§ Data provided:
---------------

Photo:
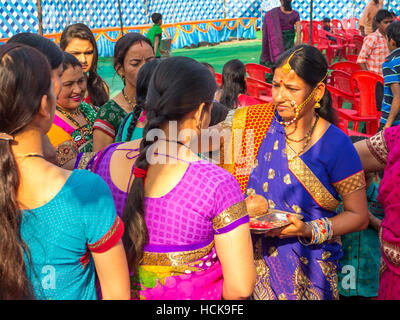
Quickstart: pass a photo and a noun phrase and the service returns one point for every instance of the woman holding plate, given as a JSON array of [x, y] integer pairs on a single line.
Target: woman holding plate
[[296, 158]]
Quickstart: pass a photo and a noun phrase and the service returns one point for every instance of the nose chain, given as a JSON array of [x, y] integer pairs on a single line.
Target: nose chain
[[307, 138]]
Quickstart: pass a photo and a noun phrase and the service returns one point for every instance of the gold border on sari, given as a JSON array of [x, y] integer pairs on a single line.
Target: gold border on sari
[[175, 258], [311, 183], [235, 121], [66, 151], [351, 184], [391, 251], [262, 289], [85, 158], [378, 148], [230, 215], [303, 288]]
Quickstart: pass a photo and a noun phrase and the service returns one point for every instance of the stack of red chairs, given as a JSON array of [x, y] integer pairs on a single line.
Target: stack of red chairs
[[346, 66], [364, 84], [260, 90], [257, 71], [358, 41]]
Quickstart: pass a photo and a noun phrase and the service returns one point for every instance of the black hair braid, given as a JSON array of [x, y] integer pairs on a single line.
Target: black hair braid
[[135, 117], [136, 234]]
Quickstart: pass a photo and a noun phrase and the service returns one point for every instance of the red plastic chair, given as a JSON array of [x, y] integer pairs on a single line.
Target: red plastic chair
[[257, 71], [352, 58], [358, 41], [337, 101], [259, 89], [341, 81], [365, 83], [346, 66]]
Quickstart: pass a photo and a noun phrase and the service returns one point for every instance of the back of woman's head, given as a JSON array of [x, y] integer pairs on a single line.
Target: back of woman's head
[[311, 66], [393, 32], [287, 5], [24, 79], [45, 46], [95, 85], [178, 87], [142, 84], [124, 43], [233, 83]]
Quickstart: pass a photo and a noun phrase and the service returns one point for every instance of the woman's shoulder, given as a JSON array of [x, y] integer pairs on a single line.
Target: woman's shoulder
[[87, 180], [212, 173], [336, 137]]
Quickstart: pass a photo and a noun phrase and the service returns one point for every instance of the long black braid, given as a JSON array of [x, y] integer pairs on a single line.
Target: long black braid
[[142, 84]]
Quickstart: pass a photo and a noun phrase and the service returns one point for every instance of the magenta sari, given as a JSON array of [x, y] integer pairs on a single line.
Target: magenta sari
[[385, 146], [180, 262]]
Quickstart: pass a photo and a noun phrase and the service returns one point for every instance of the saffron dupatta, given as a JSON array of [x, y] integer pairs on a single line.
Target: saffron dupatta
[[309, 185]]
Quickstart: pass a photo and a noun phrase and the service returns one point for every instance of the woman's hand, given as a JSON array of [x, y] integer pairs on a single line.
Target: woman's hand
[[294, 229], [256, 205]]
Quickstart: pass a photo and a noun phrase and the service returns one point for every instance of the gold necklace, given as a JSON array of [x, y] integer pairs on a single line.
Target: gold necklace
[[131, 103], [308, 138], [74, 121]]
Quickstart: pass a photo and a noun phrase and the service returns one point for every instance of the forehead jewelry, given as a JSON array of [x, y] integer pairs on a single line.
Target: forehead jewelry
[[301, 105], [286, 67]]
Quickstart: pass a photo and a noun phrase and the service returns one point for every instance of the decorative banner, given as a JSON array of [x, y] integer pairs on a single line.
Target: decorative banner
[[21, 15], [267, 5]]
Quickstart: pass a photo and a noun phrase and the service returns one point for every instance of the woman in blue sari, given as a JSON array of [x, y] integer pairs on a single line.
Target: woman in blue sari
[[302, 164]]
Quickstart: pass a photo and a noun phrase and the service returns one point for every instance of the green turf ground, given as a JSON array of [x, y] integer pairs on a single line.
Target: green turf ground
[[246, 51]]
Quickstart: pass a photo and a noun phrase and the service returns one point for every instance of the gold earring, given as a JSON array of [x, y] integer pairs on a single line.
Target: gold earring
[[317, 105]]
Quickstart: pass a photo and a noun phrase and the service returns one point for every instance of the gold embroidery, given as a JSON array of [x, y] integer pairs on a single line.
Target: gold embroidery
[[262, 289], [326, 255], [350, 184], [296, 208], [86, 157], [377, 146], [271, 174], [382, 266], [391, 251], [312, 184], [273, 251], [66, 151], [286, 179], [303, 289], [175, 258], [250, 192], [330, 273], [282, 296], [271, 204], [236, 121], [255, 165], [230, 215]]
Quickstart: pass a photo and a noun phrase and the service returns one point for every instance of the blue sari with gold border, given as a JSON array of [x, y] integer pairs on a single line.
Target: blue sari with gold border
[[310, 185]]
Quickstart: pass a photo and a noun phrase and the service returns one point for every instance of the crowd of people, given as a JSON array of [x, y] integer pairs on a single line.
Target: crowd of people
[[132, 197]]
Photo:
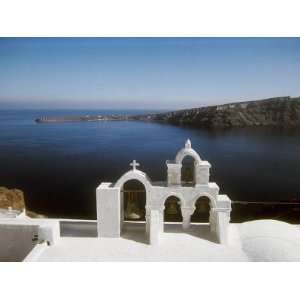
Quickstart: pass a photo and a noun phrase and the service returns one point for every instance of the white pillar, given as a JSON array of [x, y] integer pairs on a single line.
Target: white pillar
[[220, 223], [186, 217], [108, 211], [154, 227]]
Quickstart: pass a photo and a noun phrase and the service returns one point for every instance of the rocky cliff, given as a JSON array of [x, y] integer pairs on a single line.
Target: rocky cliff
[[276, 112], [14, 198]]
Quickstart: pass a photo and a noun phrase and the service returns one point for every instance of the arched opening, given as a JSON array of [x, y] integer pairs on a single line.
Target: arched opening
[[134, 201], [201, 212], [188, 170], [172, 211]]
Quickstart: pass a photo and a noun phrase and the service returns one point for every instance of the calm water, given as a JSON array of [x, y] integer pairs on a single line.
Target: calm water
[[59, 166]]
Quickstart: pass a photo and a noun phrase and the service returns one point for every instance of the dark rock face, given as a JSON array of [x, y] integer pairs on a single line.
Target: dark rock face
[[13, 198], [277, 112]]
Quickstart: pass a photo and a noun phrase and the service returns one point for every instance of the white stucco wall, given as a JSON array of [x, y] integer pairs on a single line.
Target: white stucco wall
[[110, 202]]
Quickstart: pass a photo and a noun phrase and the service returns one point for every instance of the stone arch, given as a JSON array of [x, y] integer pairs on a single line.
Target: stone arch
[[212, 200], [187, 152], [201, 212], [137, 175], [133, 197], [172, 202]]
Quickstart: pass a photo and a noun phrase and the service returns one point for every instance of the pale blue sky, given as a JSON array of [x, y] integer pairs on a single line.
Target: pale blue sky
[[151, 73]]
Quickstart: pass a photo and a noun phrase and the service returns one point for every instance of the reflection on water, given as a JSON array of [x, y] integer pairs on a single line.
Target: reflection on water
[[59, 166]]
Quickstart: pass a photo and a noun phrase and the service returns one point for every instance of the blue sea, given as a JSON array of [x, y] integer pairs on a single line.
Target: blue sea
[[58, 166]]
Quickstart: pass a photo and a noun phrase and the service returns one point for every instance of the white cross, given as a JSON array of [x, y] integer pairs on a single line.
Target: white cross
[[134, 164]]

---------------

§ Problem to solve: Reproduce all of the material above word for word, omitting the pictures.

§ Worked solution:
Photo:
Quickstart: pass a photo and a noun phrase and the service returns one point for every instance of the woman holding plate, given as a JSON array of [x, y] integer pairs on a single line.
Target: woman holding plate
[[296, 158]]
Quickstart: pass a photo and a noun phrase and the service returns one point for every instance of the nose chain, given as a JSON array of [x, y] integer pairs on a single line.
Target: nose chain
[[307, 138]]
Quickstart: pass a photo and a noun phrase and the service returns one point for every instance of the gold border on sari, given as a JSON array of [x, y] integer pairs on a single line.
Target: gold border on sari
[[175, 258], [311, 183], [235, 121], [66, 151], [351, 184], [391, 251], [262, 289], [85, 158], [378, 148], [230, 215], [303, 288]]
Quickstart: pass a photo and a noun phrase and the service returns one point for every instance of the stack of red chairs, given as a JSON array of [x, y] integer pairs on a single line.
Target: stack of red chairs
[[346, 66], [364, 84], [260, 90], [257, 71], [358, 41]]
Quickstart: pass a photo and a noun phrase and the service returns one point for every instance of the black hair braid, given as a JSON array of [x, y] integer pairs on a single line.
Target: black hair braid
[[135, 117], [136, 234]]
Quickstart: pass a photo and a noun phrase and the service returns one point for every instance of the red plastic chair, given as a JSON array of [x, y] integer pairs on a single line.
Target: red plastic chair
[[257, 71], [352, 58], [358, 41], [337, 101], [259, 89], [341, 81], [365, 83], [346, 66]]
Quickstart: pass a photo and a noun phrase and the service returns one point for every instance of the back of woman's head, given as a JSON array of [x, y] integer pairs on a single line.
Target: back of woman's head
[[311, 66], [393, 32], [287, 5], [24, 79], [45, 46], [95, 85], [178, 87], [142, 84], [124, 43], [233, 83]]
Quickstart: pass a photo and a noun phrase and the service returns one point for every instance of the woman's shoulder, given as a JSON array of [x, y] integer pairs on a single line.
Target: woman's shoulder
[[87, 180], [212, 173], [336, 137]]
Quickstart: pass a photo and a noun phrase and the service returns one point for every instance of the long black braid, given as a JSON array of [x, y] integer pairs on a single line.
Target: long black braid
[[142, 84]]
Quickstart: pass a photo and a noun phrase and the service returns one point for every instance of the magenta sari, given as a JSON array of [x, y] integer pairs on a single line.
Target: magenta sari
[[385, 146], [180, 262]]
Quickstart: pass a photo and a noun phrase and the service returns one point for every instance of the saffron dupatta, given as a JSON array of [x, y] integer pairs on a single line.
Target: saffron dupatta
[[309, 185]]
Quickstart: pass a photo and a noun phrase and the service returns one point for every instance of the woman's hand, given as a JSON array of [x, y] integer pairs on a single line.
Target: woman's hand
[[294, 229], [256, 205]]
Quickstart: pass a photo and a noun phrase and the service returns one point for every instance of the gold necklace, given as a JSON array of [x, y] integer pairs on a single line.
Target: gold necklace
[[131, 103], [308, 138], [74, 121]]
Quickstart: pass a photo and a noun phrase and the service returns one point for every instance of the forehead jewelry, given as a JSON array of [x, y] integer pairs on a single line.
Target: forehead jewelry
[[301, 105], [286, 67]]
Quickstart: pass a photo and a noun phrase and the service returns one point for every instance of the decorative banner, given as a JSON array of [x, y] integer pairs on a single line.
Target: decorative banner
[[21, 15], [267, 5]]
Quickstart: pass a photo and a noun phrase and the service returns one point for every instance of the woman in blue sari, given as a JSON array of [x, y] integer pairs on a single line.
Target: woman in blue sari
[[302, 164]]
Quickstart: pass a photo and a noun phrase and the service returns one point for every instance of the green turf ground, given as a JSON array of [x, y] integer pairs on a single line.
Target: green turf ground
[[246, 51]]
Quickstart: pass a photo and a noun phrase and the service returns one point for every instance of the gold earring, given as a JSON array of [x, y] integer pairs on a single line.
Target: gold earring
[[317, 105]]
Quickstart: pass a photo and a noun phrase and the service returns one point for every instance of the gold embroidery, given as a JSON array of [x, y] integer pairs on a single line.
Target: gold embroidery
[[262, 289], [326, 255], [350, 184], [296, 208], [86, 157], [377, 146], [271, 174], [382, 266], [391, 251], [312, 184], [273, 251], [66, 151], [286, 179], [303, 289], [175, 258], [250, 192], [330, 273], [282, 296], [271, 204], [236, 121], [255, 165], [230, 215]]
Quickstart: pass a photo and a noun phrase and the service returns one point for every instance of the blue sari with gold border, given as a JSON array of [x, y] integer pairs on a single line.
Target: blue sari with gold border
[[310, 185]]
Quickstart: pass a photo and a noun phrase and the service returns one point for every instance of the crowd of people, given as a JSON array of [x, y] integer pairs on a single line.
Target: crowd of people
[[132, 197]]
Photo:
Quickstart: pass a photo and a noun phrase and the service returns one point for every instance of the white pillar, given as a JSON array of [x, y] integer pairs on a single line.
Target: white pillar
[[220, 223], [186, 217], [108, 211], [154, 227]]
Quickstart: pass a photo and a noun phrase and the service returns one point for every instance of the rocky cliff, given as a JSON array of [x, y] integer pairs on a single line.
Target: rocky cliff
[[276, 112], [14, 198]]
Quickstart: pass a photo and a noun phrase and the service returns one point for every instance of the arched opening, given as a JSON array of [x, y] integer pairs on a single line.
Target: arched opening
[[134, 201], [201, 212], [188, 170], [172, 211]]
Quickstart: pass a photo and a noun phrase and the service returns one point for every instance of the calm water, given as a JSON array of [x, y] integer pairs on a single line.
Target: calm water
[[59, 166]]
Quickstart: pass a photo and a noun phrase and the service returns one point for every instance of the dark rock face, given as a JSON array of [x, y] integer pairs on a single line.
Target: dark rock face
[[13, 198], [277, 112]]
Quickstart: pass a photo and a noun phrase and the service returns one point for every instance of the white stucco wall, given as a JSON array of [x, y] integer pairs on a single line.
Target: white stucco wall
[[110, 202]]
Quickstart: pass a photo and a noun phrase and the service returns one point for every instance of the stone arch, given as a JSON array of [x, y] integer pairs on a single line.
Target: stone arch
[[212, 200], [187, 152], [201, 212], [137, 175], [133, 197], [172, 202]]
Quickstart: pass a photo and a noun phrase and the service returns one point for every instance of the pale blue sky, given as a JSON array of [x, y] integer pairs on a single line.
Target: pale blue sky
[[151, 73]]
Quickstart: pass a photo and a noun phrase and the service returns one point for every instance of the reflection on water, given as a JSON array of [x, y] integer pairs on a single line.
Target: reflection on water
[[59, 166]]
Quickstart: pass a photo and a noun phrase and the service returns one point for every instance of the blue sea, given as a JSON array of [x, y] integer pairs on a single line.
Target: blue sea
[[58, 166]]
Quickstart: pass a photo and a noun phrase and the service returns one point for every instance of the white cross, given as a JSON array of [x, y] integer pairs on a single line.
Target: white cross
[[134, 164]]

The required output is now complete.